For each line below with the word "reflection", write out a copy.
---------- Task material ----------
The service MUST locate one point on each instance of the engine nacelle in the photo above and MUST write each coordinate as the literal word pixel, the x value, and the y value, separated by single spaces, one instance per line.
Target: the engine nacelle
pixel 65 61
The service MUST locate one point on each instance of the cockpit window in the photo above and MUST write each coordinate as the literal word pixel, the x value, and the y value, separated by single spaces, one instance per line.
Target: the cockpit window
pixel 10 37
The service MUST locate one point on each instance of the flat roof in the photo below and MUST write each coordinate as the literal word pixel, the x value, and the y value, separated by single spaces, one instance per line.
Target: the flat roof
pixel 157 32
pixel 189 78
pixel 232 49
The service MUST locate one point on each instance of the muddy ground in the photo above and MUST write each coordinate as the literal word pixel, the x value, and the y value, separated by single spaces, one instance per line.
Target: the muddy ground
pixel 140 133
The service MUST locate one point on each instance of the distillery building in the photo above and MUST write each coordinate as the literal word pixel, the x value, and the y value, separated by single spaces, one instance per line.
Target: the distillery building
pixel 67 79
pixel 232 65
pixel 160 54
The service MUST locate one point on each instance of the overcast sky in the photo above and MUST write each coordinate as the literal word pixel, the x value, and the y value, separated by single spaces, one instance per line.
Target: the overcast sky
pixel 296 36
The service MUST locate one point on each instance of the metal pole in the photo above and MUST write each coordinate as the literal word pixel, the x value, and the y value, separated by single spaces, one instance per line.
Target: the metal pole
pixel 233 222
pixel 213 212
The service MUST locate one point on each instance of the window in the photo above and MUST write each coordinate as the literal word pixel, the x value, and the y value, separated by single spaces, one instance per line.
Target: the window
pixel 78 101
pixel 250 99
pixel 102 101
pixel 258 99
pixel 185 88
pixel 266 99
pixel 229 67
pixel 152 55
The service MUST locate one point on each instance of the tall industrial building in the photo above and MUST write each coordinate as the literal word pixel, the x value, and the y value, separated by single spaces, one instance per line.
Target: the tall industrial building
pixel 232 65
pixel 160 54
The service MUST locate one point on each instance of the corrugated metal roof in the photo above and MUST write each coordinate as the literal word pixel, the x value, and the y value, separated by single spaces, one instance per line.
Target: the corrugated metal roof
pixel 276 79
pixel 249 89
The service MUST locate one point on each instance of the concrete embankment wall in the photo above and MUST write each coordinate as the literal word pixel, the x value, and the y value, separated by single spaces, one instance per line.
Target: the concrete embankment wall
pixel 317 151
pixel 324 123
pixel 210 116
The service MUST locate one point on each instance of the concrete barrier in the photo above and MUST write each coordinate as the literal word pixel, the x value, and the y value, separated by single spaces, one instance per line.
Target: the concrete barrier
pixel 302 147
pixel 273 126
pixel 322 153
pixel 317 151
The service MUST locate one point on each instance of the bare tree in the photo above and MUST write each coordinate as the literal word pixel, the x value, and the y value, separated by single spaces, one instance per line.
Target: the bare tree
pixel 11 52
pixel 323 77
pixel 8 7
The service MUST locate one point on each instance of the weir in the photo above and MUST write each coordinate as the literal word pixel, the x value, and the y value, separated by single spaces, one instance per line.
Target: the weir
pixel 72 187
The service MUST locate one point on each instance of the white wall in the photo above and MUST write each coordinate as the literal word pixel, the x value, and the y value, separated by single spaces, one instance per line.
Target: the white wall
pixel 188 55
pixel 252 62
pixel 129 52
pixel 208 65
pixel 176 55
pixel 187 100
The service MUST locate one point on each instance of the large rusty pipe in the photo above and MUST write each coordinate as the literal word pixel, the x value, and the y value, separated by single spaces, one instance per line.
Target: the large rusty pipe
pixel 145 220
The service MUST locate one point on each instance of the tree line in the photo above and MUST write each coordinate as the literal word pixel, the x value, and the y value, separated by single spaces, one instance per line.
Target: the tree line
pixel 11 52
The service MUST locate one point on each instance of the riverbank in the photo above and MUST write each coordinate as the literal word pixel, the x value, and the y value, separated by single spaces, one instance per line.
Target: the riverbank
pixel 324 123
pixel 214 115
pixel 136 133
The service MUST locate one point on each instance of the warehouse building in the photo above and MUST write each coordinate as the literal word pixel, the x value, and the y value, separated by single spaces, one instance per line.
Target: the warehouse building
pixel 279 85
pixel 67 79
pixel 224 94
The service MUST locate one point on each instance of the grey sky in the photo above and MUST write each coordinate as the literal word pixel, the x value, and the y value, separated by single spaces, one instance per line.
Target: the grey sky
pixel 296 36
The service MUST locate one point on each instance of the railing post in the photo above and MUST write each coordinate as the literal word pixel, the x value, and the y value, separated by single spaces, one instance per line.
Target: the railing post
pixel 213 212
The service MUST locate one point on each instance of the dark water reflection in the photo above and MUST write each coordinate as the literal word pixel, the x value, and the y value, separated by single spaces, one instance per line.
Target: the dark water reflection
----------
Response to this exercise →
The service MUST locate one point on each instance of the dark water reflection in the photo above and MUST write each coordinate as the literal word pixel, the x value, and the y value, separated by single spaces, one instance per line.
Target: the dark water reflection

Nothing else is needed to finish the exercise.